> [Required work]
The data below should be copied out exactly, with its pictures omitted.
§ §
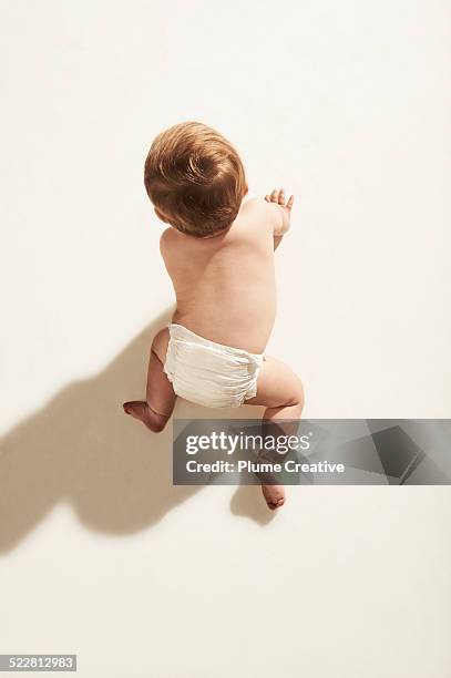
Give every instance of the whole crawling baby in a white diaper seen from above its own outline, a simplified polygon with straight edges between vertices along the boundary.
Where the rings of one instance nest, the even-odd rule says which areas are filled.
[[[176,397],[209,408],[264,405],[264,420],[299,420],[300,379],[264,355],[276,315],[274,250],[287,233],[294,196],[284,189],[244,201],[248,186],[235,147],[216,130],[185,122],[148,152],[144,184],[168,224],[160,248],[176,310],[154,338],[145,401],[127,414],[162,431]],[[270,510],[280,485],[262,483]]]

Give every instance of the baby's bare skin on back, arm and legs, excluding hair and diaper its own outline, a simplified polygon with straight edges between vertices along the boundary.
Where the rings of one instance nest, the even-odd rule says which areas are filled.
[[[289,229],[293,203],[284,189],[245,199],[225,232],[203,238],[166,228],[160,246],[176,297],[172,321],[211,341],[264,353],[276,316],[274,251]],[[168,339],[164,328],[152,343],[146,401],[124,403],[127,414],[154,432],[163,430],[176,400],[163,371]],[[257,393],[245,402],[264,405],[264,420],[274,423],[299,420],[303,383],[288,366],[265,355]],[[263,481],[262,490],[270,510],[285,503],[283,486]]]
§ §
> [Exercise solution]
Give every instance of the whole crawling baby in a white diaper seen from above its own outline, a simplified polygon with straight edges between vertices along the boundary.
Where the rings of one instance nest, the even-odd rule says which areas are filled.
[[[176,397],[209,408],[264,405],[264,420],[299,420],[300,379],[264,355],[276,315],[274,250],[287,233],[294,196],[284,189],[244,201],[248,186],[235,147],[216,130],[185,122],[148,152],[144,184],[168,224],[160,248],[176,310],[154,338],[145,401],[127,414],[162,431]],[[270,510],[280,485],[262,483]]]

Give every instance of the baby's bare skin on back, arm and legs, excluding hair and diaper its own outline, a simplified polygon with straight edges between vertices along the boundary.
Where the rings of one instance nest, the even-odd rule says which areas are filled.
[[[289,229],[293,203],[284,189],[245,199],[225,232],[203,238],[166,228],[160,246],[176,297],[172,321],[211,341],[264,353],[276,316],[274,251]],[[168,339],[164,328],[152,343],[146,401],[124,403],[127,414],[154,432],[163,430],[176,400],[163,371]],[[257,393],[245,402],[264,405],[264,420],[274,423],[299,420],[303,383],[288,366],[265,355]],[[263,481],[262,490],[270,510],[285,503],[283,486]]]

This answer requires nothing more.